Try it:
Pick up the large language models seminar description below at the point where it stops, and continue it.

Seminar/Proseminar: Large Language Models
This seminar provides an exploration of large language models (LLMs), covering both foundational concepts and the latest advancements in the field. Participants will gain a comprehensive understanding of the architecture, training, and applications of LLMs, based on seminal research papers. The course will be organised as a journal club: students present individual papers, which are then discussed in the group to make sure we all get the ideas presented.
### Potential Topics
- Neural networks and deep learning basics
- Sequence modeling and RNNs (Recurrent Neural Networks)
- Vaswani et al.'s "Attention is All You Need" paper
- Self-attention mechanism
- Multi-head attention and positional encoding
- GPT-1: Radford et al.'s pioneering work
- GPT-2: Scaling and implications
- GPT-3: Architectural advancements and few-shot learning
- BERT (Bidirectional Encoder Representations from Transformers)
- T5 (Text-To-Text Transfer Transformer)
- DistilBERT and efficiency improvements
- Mamba:l and other SSMs: Design principles and performance
- Flash Attention et al: Improving efficiency and scalability
- Training regimes and resource requirements
- Fine-tuning and transfer learning
- Emergence of new capabilities
(19334617)

Supplied entries:

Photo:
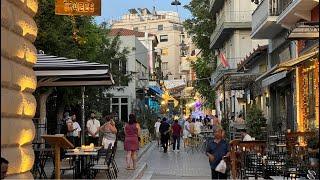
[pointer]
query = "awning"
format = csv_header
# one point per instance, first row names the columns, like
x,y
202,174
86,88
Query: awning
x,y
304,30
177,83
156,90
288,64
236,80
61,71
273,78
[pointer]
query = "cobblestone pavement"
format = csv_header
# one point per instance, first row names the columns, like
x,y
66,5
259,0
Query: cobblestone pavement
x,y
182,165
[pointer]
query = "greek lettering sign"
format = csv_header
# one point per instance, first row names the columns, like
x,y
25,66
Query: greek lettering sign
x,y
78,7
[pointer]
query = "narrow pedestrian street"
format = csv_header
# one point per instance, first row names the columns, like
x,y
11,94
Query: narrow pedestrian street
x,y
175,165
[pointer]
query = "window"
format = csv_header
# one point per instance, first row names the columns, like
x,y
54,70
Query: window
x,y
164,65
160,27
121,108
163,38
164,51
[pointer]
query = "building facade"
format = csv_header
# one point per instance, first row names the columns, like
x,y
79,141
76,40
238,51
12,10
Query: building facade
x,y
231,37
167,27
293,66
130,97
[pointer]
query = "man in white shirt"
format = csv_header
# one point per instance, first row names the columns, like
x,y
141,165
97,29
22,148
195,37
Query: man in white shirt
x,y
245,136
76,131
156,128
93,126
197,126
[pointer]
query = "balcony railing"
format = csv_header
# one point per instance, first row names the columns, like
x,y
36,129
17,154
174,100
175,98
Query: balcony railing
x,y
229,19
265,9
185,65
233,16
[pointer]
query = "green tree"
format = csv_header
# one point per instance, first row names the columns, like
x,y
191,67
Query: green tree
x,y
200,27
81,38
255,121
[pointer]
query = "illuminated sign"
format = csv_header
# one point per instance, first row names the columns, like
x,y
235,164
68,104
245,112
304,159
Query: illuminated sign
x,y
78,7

Exercise response:
Dozent/in | Prof. Dr. Tim Landgraf |
---|---|
Institution | Dahlem Center for Machine Learning and Robotics |
Leistungspunkte | 5 |
Raum | Arnimallee 6 Seminarraum 007/008 |
Beginn | 14.10.2024 | 10:00 |
Ende | 10.02.2025 | 12:00 |
Links auf Kursbeschreibung
The course emphasizes critical thinking and effective communication skills. Students are expected to actively engage in discussions, critique the methodologies and conclusions of papers, and consider the broader implications of the research.
Prerequisites: An understanding of basic reinforcement learning principles and algorithms, as well as a general familiarity with machine learning concepts. Proficiency in reading and understanding machine learning research papers is strongly recommended.